- **Istruzioni**
1. Secondo il brano sulla Quaresima, quanti giorni ci separano dalla Pasqua del Signore?
2. Elenca tutti i motivi per cui, secondo il brano sulla Quaresima, Gesù è credibile.
3. Per favore, scrivi il seguito del brano sulla Quaresima dopo la sua ultima frase.

- **Brano scelto**
━━━━━━━━━━━━━━━━
Durante i quaranta giorni che ci separano dalla Pasqua del Signore, siamo chiamati a mettere al centro la nostra Fede, certamente da consolidare, purificandola e testimoniandola.
E il vangelo di oggi ci soccorre mostrandoci che, la Fede non è anzitutto credere ad una dottrina da mandare a memoria.
MA INCONTRARE UNA PERSONA che, discesa dal cielo, ci viene incontro e ci invita a seguirlo.
Una PERSONA, che ci ha raccontato ciò che ha visto presso Dio e ciò che ha sentito da Dio.
CREDERE, allora, SIGNIFICA FIDARSI DI LUI: GESU’ CRISTO!
Egli è credibile perché vive ciò che dice, perché parla di Dio in maniera nuova, perché è autorevole.
Conoscerlo significa quindi entrare in rapporto con Lui per conoscere il Padre e ricevere il dono dello Spirito Santo che ce lo rende accessibile.
Tenendo sempre a mente che l’iniziativa parte sempre da Dio: è lui che ci viene incontro e ci invita, senza condizioni, senza pregiudiziali.
Levi il pubblicano è la persona più lontana dalla Fede che si possa immaginare MA GESÙ NON SE NE PREOCCUPA.
Vede in Levi il Matteo che può diventare, non ha paura di osare.
E questo vale anche per noi. Se lo lasciamo entrare nel nostro cuore, nella nostra mente, neppure gli idoli che ci hanno tenuti legati “al banco delle imposte” riusciranno a frenare la nostra nuova vita che con quel “seguimi” travolge ogni cosa!
Il Signore ci fa nuovi. Ecco il nostro cammino quaresimale: lasciarci incontrare da Gesù per essere autentici cristiani.
━━━━━━━━━━━━━━━━
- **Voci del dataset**
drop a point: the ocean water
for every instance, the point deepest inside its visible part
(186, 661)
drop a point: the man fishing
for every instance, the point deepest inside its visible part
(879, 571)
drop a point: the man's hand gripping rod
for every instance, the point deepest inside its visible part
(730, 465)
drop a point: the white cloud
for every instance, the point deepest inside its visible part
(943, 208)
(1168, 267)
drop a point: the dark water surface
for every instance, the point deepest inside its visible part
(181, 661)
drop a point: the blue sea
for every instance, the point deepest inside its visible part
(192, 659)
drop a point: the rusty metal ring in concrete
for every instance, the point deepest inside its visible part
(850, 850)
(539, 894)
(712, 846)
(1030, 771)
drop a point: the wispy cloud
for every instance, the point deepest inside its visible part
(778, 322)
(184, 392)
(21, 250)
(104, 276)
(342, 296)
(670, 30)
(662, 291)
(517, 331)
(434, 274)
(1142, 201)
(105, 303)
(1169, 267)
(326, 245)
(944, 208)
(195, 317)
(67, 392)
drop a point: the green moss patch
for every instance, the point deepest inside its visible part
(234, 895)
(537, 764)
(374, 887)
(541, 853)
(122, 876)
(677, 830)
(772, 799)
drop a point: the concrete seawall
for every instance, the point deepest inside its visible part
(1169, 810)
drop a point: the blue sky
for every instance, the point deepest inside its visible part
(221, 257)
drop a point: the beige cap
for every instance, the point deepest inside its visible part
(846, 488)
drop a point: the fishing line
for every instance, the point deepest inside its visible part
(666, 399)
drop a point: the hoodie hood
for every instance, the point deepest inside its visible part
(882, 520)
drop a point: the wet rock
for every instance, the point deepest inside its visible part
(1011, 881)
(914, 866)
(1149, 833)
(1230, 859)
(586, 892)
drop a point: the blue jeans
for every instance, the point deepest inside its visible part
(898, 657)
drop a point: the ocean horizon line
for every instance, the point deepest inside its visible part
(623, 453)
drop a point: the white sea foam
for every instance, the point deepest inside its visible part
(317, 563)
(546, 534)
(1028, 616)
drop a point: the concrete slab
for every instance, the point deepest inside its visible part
━━━━━━━━━━━━━━━━
- **Risposte fornite**
1. Quaranta giorni.

2.
- Vive ciò che dice.
- Parla di Dio in maniera nuova.
- È autorevole.

3.
Lasciamoci incontrare, allora, non abbiamo paura della nostra fragilità e delle nostre malattie interiori perché il Signore viene apposta per quelli come noi…
E alla chiamata di Gesù, Levi “lasciando tutto, si alzò e lo seguì“. Ha incontrato lo sguardo del Signore e si è perso in Lui. E il centro della scena della vita di Levi è diventato SOLO IL CRISTO! Lui, da quel momento diventa la causa, il senso, e l’orizzonte del suo agire.
Con queste parole, il vangelo mette bene in evidenza le caratteristiche di questa vocazione speciale ad essere apostolo di Gesù:
- a) lasciare tutto, confidando solo nella provvidenza divina;
- b) alzarsi, cioè non rimanere nella situazione precedente, ma accettare di vivere una nuova realtà;
- c) seguire Gesù, accogliendo il suo messaggio di salvezza, poi realizzarlo nella propria vita e diffonderlo presso le altre persone.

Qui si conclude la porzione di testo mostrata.